Derbiler yerel bazda şehre heyecan ve enerji veren maçlardır.
Başkent’de Ankaragücü ve Gençlerbirliği yaklaşık 100 yıldır tatlı bir rekabet içindeler.
Bu hafta da 2 kulüp Başkent derbisinde karşı karşıya geldiler.
Ancak maalesef bu maça derbi demeye bin şahit ister!
Öncelikle ev sahibi Gençlerbirliği olması nedeniyle tribünlerde bir Gençlerbirliği ağırlığı olması gerekiyordu.
Ama boş tribünlerde oynandı maç
Gelenlere saygısızlık etmek istemem. Sözüm elbette onlara değil. Ama Gençlerbirliği taraftarı eğer bu maça gelmeyecekse hangi maça gelecek?
Öte yandan Gençlerbirliği yönetimi hatırladığım kadarıyla geçen sezon oynanan Trabzonspor kupa maçında kale arkasında Trabzonsporlu taraftarlara, neredeyse o tribünün yarısı kadar yer vermişlerdi. Ama Ankaragücü’ne artışı 210 kişi ile sınırlı tuttular. Neden Ankaragücü’ne gelince cimri davranıldı bunu anlayamadım.
Sahaya bakıyorum. Koskoca derbinin ismine yakışmayacak bir futbol var ortada.
Özellikle maçın ikinci yarısı gerçekten zaman kaybı. Zaten 1.Lige düşmüşsünüz raiting azalmış. Bir de kötü futbol olunca nasıl bu derbinin alıcısı olacak?
Oluyor mu bu?
Ankaragücü’nde daha kaliteli ayaklar var elbette. Ama bunu sahaya yansıtamadılar. 15 ve 30.dakikalar arası Ankaragücü’nün iyi futbolu ve pozisyonları var. Ama pozisyonlar kaleci Erhan Erentürk’e takıldı. Maçın adamı kesinlikle 2 açıdan Erhan Erentürk. Hem maçı aldı, takımına kazandırdı, hem de ikinci yarıda maçı yavaşlattı öldürdü! Saymam mümkün değil. Ama bilemiyorum futboldan ve bizim zamanımızdan acaba kaç dakika çaldı!
Ankaragücü için deplasmanlarda hep aynı film izleniyor. Ankaragücü pozisyonlara giriyor ama atamıyor. Sonunda yiyor ve kaybediyor.

-.-.-

> Görev listesi
A – Başkent derbisi yazısında geçen "Öncelikle ev sahibi Gençlerbirliği olması nedeniyle tribünlerde bir Gençlerbirliği ağırlığı olması gerekiyordu." cümlesini İngilizceye çeviriniz.
B – Başkent derbisi yazısını son cümlesinden sonrasıyla devam ettiriniz.
Kayıtların metinle herhangi bir ilgisi bulunmamaktadır.

> Sağlanan kayıtlar
-.-.-

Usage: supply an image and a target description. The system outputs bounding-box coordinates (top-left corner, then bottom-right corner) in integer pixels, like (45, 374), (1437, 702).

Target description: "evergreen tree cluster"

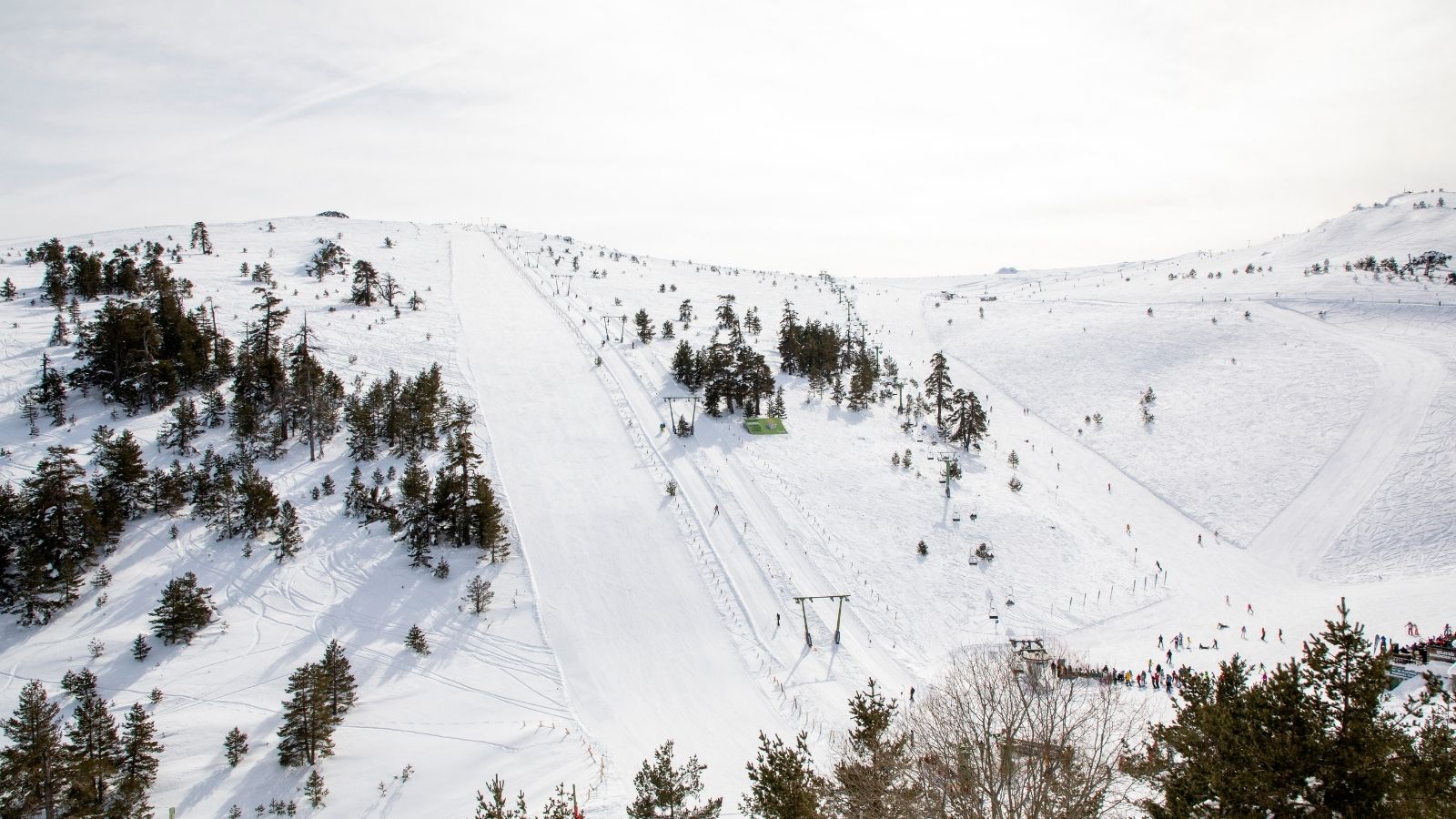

(278, 640), (357, 768)
(672, 296), (776, 419)
(151, 571), (213, 645)
(303, 238), (349, 281)
(25, 239), (186, 304)
(1133, 603), (1456, 819)
(344, 364), (450, 460)
(0, 446), (106, 625)
(349, 259), (403, 308)
(68, 245), (233, 414)
(780, 301), (884, 412)
(0, 426), (280, 623)
(0, 671), (162, 819)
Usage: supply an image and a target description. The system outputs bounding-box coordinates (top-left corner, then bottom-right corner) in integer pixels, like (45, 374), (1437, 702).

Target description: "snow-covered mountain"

(0, 191), (1456, 816)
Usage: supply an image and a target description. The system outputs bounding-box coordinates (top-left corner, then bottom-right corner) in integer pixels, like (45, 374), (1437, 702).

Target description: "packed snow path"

(1252, 303), (1446, 576)
(451, 232), (796, 800)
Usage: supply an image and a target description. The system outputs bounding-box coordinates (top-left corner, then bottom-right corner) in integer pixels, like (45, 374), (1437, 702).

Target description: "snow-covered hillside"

(0, 192), (1456, 816)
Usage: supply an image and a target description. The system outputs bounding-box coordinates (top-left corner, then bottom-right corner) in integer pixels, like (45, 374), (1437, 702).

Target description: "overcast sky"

(0, 0), (1456, 276)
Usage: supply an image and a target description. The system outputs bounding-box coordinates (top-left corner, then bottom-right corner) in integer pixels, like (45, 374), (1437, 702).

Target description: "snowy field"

(0, 194), (1456, 817)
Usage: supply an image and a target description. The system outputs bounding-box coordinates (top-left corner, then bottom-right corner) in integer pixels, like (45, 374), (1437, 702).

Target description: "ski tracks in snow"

(1252, 303), (1446, 577)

-.-.-

> Görev yanıtları
A – First of all, since Gençlerbirliği was the home team, Gençlerbirliği supporters should have predominated in the stands.

B –
Bu film vizyona gireli çok oldu. Keşke bir bitse artık da, bizde rahat etsek. Zira 13 maç oynayıp 6 yenilgi alan takım için şampiyonluktan söz edemeyiz.
Her deplasman bir kabus! Üstelik ligin geride kalan kısmında daha bir çok zor deplasman maçı oynanacak.
Devre arasında kadar yukarıdan kopmamak lazım, transferle takım yukarı doğru ivme yakalayabilir diye düşünüyoruz. Ama her hafta yukarıdan biraz daha uzaklaşıyoruz.
Oysa Milli aradan önce takım yukarı doğru bir ivme yakalamıştı. Ama aranın ardından ligdeki 6.yenilgi geldi.
Bu maç benim bu güne kadar izlediğim en kötü derbi olabilir.
Maçın özetine bakıyorsunuz yayıncı kuruluş sadece 2 dakika yer ayırmış. 2 dakikada 5 pozisyon var. Demek ki kayda değer bir şey yok!
Bir Ankaragücü-Gençlerbirliği derbisi şehirde bu kadar ses getiriyorsa, o zaman şapkayı masaya koyup uzun süre “Biz nerede hata yaptık” diye düşünmek gerekli.
Peki 13 maçta 6 yenilgi alan bir takım şampiyon olabilir mi? Bence olamaz…
Dikkat edilmeli sezon elden uçup gitmemeli.
Kenan Koçak, başarılı veya başarısız bu tartışılır. Ama bu alternatifsiz kadroyu kimin eline verseniz, bundan daha iyisini yapacağına da inanmıyorum ben.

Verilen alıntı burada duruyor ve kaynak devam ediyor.